STATED GOAL ▸
In the records below, rewrite the lines as a numbered list, from the line with "For each instance of the fluted" up to and including the line with "pixel 718 266". Skip any blank lines.

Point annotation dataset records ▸
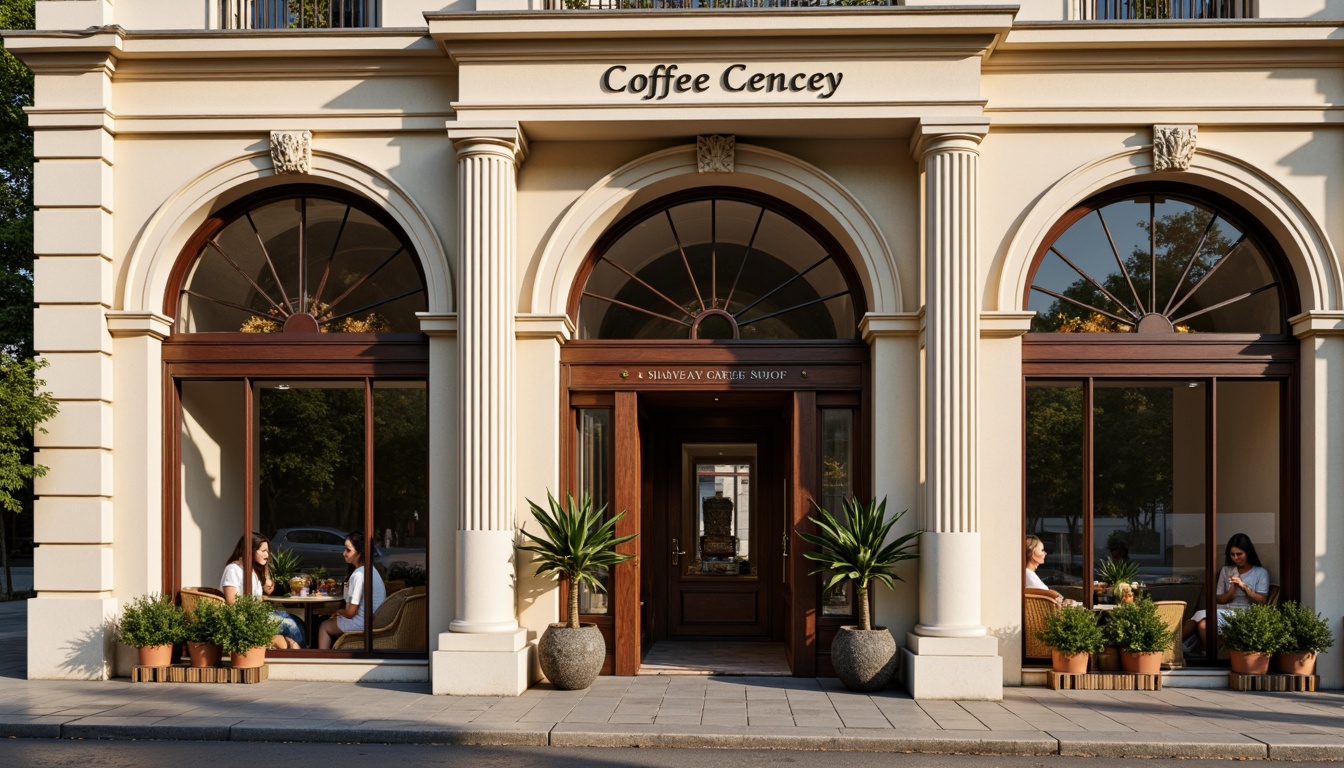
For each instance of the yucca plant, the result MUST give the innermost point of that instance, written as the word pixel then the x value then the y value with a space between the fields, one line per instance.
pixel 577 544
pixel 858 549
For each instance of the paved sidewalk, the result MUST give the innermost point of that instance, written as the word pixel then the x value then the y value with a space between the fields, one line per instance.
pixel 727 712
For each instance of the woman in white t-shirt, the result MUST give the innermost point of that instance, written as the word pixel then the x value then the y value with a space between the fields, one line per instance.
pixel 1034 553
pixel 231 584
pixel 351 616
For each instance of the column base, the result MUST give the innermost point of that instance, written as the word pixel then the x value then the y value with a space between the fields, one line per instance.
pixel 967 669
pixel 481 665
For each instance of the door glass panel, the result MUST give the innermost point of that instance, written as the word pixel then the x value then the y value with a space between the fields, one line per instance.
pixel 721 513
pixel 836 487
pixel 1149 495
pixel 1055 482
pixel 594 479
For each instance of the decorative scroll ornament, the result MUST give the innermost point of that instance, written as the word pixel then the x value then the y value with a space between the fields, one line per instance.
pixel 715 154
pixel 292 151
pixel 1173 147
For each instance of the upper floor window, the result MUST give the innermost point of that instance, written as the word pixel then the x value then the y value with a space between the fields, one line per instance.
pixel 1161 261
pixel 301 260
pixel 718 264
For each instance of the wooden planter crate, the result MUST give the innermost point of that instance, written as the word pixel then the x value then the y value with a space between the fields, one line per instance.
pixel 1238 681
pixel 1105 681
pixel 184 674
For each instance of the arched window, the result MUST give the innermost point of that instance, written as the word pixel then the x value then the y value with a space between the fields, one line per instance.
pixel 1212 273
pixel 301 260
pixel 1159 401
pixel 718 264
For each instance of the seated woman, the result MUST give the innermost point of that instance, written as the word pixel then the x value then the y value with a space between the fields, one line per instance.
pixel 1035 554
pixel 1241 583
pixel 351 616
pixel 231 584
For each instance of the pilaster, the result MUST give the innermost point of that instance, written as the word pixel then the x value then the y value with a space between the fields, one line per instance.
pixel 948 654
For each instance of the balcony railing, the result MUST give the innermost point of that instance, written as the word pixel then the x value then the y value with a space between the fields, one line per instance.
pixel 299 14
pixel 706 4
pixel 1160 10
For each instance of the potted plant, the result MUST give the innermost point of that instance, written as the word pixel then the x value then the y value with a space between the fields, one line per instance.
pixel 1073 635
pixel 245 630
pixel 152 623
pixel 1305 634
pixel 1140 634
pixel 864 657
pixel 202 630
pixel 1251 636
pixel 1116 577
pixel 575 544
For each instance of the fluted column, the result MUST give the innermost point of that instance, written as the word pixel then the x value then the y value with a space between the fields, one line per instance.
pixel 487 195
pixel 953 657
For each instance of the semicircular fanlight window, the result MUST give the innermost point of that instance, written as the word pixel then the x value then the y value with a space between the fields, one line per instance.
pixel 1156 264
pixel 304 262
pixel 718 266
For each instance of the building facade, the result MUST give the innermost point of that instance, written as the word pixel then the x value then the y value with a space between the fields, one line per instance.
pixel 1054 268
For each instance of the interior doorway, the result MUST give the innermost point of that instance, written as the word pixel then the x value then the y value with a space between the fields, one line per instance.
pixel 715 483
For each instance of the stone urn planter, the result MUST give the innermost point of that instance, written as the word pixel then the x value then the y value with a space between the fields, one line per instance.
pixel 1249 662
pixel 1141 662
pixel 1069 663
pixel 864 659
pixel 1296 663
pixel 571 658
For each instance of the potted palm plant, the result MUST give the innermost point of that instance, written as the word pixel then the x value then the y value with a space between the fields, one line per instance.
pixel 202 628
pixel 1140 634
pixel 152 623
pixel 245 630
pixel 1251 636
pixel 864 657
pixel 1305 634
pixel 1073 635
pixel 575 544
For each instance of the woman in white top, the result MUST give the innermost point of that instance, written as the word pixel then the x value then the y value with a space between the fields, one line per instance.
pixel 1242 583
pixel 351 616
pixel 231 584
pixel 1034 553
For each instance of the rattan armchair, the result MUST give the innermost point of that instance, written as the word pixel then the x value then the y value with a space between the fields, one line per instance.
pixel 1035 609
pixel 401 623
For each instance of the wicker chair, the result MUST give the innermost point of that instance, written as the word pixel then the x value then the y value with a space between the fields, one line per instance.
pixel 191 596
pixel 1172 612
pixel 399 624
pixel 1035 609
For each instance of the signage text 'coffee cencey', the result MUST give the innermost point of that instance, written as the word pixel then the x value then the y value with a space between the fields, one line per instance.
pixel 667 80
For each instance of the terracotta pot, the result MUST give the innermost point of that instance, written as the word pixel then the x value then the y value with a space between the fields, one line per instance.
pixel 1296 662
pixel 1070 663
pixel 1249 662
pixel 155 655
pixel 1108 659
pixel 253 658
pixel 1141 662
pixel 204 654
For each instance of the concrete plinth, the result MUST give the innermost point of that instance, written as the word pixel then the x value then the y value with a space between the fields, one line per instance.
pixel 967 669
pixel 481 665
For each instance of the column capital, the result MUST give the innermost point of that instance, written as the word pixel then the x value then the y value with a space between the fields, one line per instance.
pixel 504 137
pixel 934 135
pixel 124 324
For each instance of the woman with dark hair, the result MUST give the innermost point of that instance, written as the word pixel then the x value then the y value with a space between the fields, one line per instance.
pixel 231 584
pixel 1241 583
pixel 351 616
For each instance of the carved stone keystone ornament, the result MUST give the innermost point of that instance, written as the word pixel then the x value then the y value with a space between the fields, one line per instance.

RESULT OF THE EXERCISE ▸
1. For each instance of the fluted column, the result MUST give the innermost point of that instance, written as the word pixel then the x value then the y value with a space between the fields, one line per instance.
2. pixel 487 195
3. pixel 953 657
4. For each instance of the semicircular fanlight window, the result MUST give the innermost point of that instance, written as the word pixel then the x value then the y value with a space between the fields, one line per instance.
5. pixel 1156 264
6. pixel 304 262
7. pixel 718 266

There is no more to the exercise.